Given problem
Reproduce every line from the one containing "Target phrase = bus rear wheel" through the end of the rows, inclusive. Copy the request lines unchanged and increase each x and y coordinate in the answers by 24.
··· Data listing ···
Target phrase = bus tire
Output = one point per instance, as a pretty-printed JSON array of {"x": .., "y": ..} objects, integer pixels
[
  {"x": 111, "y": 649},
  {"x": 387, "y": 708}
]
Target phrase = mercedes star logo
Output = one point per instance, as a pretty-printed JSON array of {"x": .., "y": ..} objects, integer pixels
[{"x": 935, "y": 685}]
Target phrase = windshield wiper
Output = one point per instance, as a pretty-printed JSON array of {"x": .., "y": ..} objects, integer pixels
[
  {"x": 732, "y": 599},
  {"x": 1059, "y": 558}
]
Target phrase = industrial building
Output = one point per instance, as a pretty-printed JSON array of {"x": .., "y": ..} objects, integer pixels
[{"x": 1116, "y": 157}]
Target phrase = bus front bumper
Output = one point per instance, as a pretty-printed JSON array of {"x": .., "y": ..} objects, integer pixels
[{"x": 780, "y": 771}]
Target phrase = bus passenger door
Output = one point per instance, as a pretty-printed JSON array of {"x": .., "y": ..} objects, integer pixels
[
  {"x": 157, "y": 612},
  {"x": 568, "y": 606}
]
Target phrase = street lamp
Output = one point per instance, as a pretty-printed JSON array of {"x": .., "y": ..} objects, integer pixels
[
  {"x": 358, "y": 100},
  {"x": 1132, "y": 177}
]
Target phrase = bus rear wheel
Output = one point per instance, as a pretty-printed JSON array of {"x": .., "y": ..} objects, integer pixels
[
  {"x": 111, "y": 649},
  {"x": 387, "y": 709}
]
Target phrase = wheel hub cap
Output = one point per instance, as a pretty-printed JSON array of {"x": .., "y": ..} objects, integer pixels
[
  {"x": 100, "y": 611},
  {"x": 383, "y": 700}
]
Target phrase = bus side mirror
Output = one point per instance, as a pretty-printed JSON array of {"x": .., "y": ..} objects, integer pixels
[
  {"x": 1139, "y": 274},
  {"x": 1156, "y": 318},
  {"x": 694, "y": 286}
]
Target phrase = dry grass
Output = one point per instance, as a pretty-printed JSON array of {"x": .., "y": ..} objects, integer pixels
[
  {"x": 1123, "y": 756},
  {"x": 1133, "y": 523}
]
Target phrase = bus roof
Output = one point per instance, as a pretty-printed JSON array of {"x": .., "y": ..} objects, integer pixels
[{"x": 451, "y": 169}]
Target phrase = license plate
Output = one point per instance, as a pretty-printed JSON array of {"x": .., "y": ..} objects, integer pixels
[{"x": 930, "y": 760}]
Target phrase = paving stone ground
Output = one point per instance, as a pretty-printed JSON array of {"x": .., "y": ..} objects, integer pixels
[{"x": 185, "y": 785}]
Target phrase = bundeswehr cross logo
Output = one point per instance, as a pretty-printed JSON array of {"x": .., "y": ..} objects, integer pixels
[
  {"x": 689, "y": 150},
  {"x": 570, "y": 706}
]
···
Completed task
Target phrase = bus rear wheel
Output = one point per instance, as a pretty-printed JSON array of {"x": .., "y": ..} objects, integer pixels
[
  {"x": 135, "y": 673},
  {"x": 411, "y": 733}
]
Target phrase = wheel hub cap
Output = one point per instance, as a pretty-printed JSON array of {"x": .., "y": ..} objects, integer pixels
[
  {"x": 124, "y": 635},
  {"x": 407, "y": 724}
]
Target phrase = bus side mirror
Output = one point per instance, as a pretty-printed JSON array of {"x": .., "y": ..} objects, integer pixels
[
  {"x": 1163, "y": 298},
  {"x": 1180, "y": 342},
  {"x": 718, "y": 310}
]
Target phrase = dry grass
Output = one point per instance, as a pretty-printed JSON array of {"x": .., "y": ..} objects, integer pixels
[
  {"x": 1147, "y": 780},
  {"x": 1157, "y": 547}
]
Target phrase = bus roof
Output = one point per instance, as a pretty-printed JSON array of {"x": .., "y": ..} objects, integer pixels
[{"x": 475, "y": 193}]
Target phrase = license plate
Output = one point per instance, as a pretty-printed JSON array of {"x": .., "y": ..} objects, integer pixels
[{"x": 954, "y": 784}]
Target phrase = paving stone ground
Output = one point per instance, as a pretty-printed JSON array of {"x": .., "y": ..} objects, integer pixels
[{"x": 209, "y": 809}]
Target phrase = bundeswehr cross logo
Output = one point per instance, as a pretty-printed JSON array of {"x": .., "y": ..} objects, integer pixels
[
  {"x": 713, "y": 174},
  {"x": 594, "y": 730}
]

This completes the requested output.